TEXTAUSZUG:
David Luesinks Beitrag greift ebenfalls den Einfluss des Mediziners Wu Liande auf, dessen Standardwerk zur Medizingeschichte („History of Chinese Medicine. Being a Chronicle of Medical Happenings in China from Ancient Times to the Present Period“) 1932 in Tianjin und erneut 1936 in Shanghai publiziert wurde. Das auf Englisch in Zusammenarbeit mit Wang Jimin (1899-1972) verfasste Werk verfolgte das Ziel die traditionelle Medizin Chinas als schwach und unfähig zu erklären und sie der westlichen Allopathie unterzuordnen (S. 163). Die historiographische Auseinandersetzung mit dem Standardwerk, wie sie Luesink verfolgt, eröffnet Einsichten in den chinesischen Diskurs über Modernisierung und Nationalbewusstsein, die Luesink als ein Paradox liest. Während einerseits die chinesische traditionelle Medizin als vollkommen rückständig bezeichnet und der westlichen Entwicklung untergeordnet wird, offenbart für ihn gerade diese Unterordnung Raum für Zweifel an der Unterdrückung der eigenen Traditionen (S. 167).

Eine weitere Perspektive auf die philanthropischen Tätigkeiten in China wird im Beitrag von Socrates Litsiso vorgestellt, der sich mit der medizinischen Mission der Rockefeller Foundation (RF) beschäftigt. Der Autor verdeutlicht, dass die Umsetzung und der Umfang der medizinischen Projekte, wie Präventivarbeit und Ausbildung des Krankenpersonals hauptsächlich von dem persönlichen Engagement amerikanischer Mediziner abhingen – konkret des China Medical Board (CMB) und des Peking Union Medical College (PUMC) –, namentlich Selskar Mike Gunn und John Black Grant. Die China-Mission der RF bezeichnet Litsiso als gescheitert (S. 178), da es den Verantwortlichen nicht gelang, die amerikanischen Projekte in die öffentliche Gesundheitserziehung in China einzubinden und die Koordinierung zwischen New York und den Erziehungskampagnen im städtischen sowie ländlichen China zu koordinieren.

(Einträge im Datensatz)

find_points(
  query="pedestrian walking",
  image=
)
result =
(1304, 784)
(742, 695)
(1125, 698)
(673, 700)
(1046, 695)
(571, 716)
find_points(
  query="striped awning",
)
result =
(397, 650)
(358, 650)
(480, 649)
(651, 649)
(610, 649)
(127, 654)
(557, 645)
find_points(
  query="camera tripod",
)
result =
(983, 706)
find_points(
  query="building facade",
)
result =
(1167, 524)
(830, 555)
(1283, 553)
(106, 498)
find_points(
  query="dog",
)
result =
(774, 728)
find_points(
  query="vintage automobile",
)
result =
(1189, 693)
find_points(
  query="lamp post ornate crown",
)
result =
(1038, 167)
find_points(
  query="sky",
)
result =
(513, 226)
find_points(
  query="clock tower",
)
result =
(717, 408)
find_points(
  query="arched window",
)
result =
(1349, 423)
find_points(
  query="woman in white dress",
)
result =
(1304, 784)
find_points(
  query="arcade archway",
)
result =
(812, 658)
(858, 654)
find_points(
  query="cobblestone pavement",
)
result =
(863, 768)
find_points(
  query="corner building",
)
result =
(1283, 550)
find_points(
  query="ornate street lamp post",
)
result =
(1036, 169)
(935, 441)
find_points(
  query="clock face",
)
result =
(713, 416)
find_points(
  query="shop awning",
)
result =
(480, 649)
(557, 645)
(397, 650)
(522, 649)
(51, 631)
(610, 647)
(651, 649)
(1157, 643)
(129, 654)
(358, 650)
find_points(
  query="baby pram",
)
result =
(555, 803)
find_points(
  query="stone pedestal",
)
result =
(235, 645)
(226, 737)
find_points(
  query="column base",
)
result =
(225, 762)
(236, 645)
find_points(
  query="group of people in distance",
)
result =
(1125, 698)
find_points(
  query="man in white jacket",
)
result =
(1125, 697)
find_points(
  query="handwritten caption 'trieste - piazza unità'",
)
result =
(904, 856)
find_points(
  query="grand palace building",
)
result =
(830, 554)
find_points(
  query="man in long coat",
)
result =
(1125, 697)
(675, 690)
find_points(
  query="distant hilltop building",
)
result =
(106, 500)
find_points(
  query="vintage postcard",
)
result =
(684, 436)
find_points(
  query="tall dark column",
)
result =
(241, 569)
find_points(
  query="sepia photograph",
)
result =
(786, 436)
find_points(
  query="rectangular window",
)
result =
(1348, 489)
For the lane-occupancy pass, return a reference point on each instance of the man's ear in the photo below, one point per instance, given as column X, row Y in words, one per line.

ARBEITSAUFTRÄGE:
1) Beantworte anhand des Textauszugs über Medizin in China diese Fragen:
(a) In welchen Jahren und Städten erschien Wu Liandes Standardwerk?
(b) Mit wem zusammen hat Wu Liande das Werk verfasst?
(c) Wie bewertet Litsiso die China-Mission der Rockefeller Foundation?
2) Zitiere wörtlich aus dem Textauszug über Medizin in China. Fang bei den Worten „Eine weitere Perspektive“ an und hör nach den Worten „China zu koordinieren.“ auf.
3) Schreib den Textauszug über Medizin und Philanthropie in China weiter, und zwar ab seinem letzten Satz.
Die Daten spielen hierbei keine Rolle.

ERWARTETE ERGEBNISSE:
1)
(a) 1932 in Tianjin und 1936 erneut in Shanghai.
(b) Mit Wang Jimin.
(c) Als gescheitert.

2)
Eine weitere Perspektive auf die philanthropischen Tätigkeiten in China wird im Beitrag von Socrates Litsiso vorgestellt, der sich mit der medizinischen Mission der Rockefeller Foundation (RF) beschäftigt. Der Autor verdeutlicht, dass die Umsetzung und der Umfang der medizinischen Projekte, wie Präventivarbeit und Ausbildung des Krankenpersonals hauptsächlich von dem persönlichen Engagement amerikanischer Mediziner abhingen – konkret des China Medical Board (CMB) und des Peking Union Medical College (PUMC) –, namentlich Selskar Mike Gunn und John Black Grant. Die China-Mission der RF bezeichnet Litsiso als gescheitert (S. 178), da es den Verantwortlichen nicht gelang, die amerikanischen Projekte in die öffentliche Gesundheitserziehung in China einzubinden und die Koordinierung zwischen New York und den Erziehungskampagnen im städtischen sowie ländlichen China zu koordinieren.

3)
Abschließend beschreibt Iris Borowy die europäische Gesundheitspolitik der League of Nations Health Organisation (LNHO) in China, die ebenfalls wie das Gesundheitsprogram der RF, mit erheblichen Umsetzungsschwierigkeiten konfrontiert wurde. Die Kurzlebigkeit der Republik China unter der Führung der Guomindang sowie der überzogene Ehrgeiz des Projektes, der Umfang des Versuches und die Überspanntheit der Ziele ließen es ruhmlos scheitern (S. 216). Insgesamt, so Borowy, war die Zusammenarbeit der LNHO und der chinesischen Regierung nicht frei von imperialen Zielen, die sich durch die Dominanz – und damit auch Einseitigkeit – der westlichen Organisationsstrukturen und der Allopathie bemerkbar machten (S. 213). Die Kooperationsbereitschaft der chinesischen GMD-Regierung auf der anderen Seite spiegelte den Versuch wider, das Land in internationale Strukturen einzubinden. Das Jahr 1931 leitete allerdings ein Ende beiderseitigen Bemühungen ein, dessen Grundlagen in der Belastung durch Naturkatastrophen, wie die verharrende Überschwemmung des Yangze und weiter Gebiete Chinas sowie den japanischen Angriffen im Norden des Landes lagen. Wäre das Experiment ungehindert durchgeführt werden, hätte es folglich nicht nur die chinesische Gesundheitspolitik verändert, sondern ebenfalls die „Regeln der globalen Gesundheitspolitik“ beeinflusst und das allmähliches Verlassen der kolonialen Einteilung der Welt in „zivilisierte“ und „unzivilisierte“ Regionen eingeleitet (S. 224).

Trotz der ein wenig sprunghaft anmutenden Komposition des Sammelbandes umfassen die Aufsätze doch die wichtigsten Themen des chinesischen medizinischen Modernisierungsweges, wozu man die Professionalisierung und Institutionalisierung sowie ihre Einbettung in den Staatsaufbau zur Zeit der Republik Chinas zählen kann, und leisten einen wichtigen Beitrag zu einem bislang wenig erforschten Gebiet. Wünschenswert wäre es jedoch, die Rolle von Frauen für die Medizin Chinas herauszustellen, wurden als Motiv auf dem Titelbild doch ausgerechnet chinesische Krankenschwestern als Repräsentantinnen der medizinischen Modernisierung ausgewählt.

Anmerkungen:
1 William C. Kirby, The Internationalization of China. Foreign Relations at Home and Abroad in the Republican Era, in: China Quarterly 150, 1997, S. 35-58; Akira Iriye, Global Community. The Role of International Organizations in Making of the Contemporary World Order, New York 2000.
2 Ruth Rogaski, Hygienic Modernity. Meanings of Health and Disease in Treaty-Port China, Berkeley, CA 2004.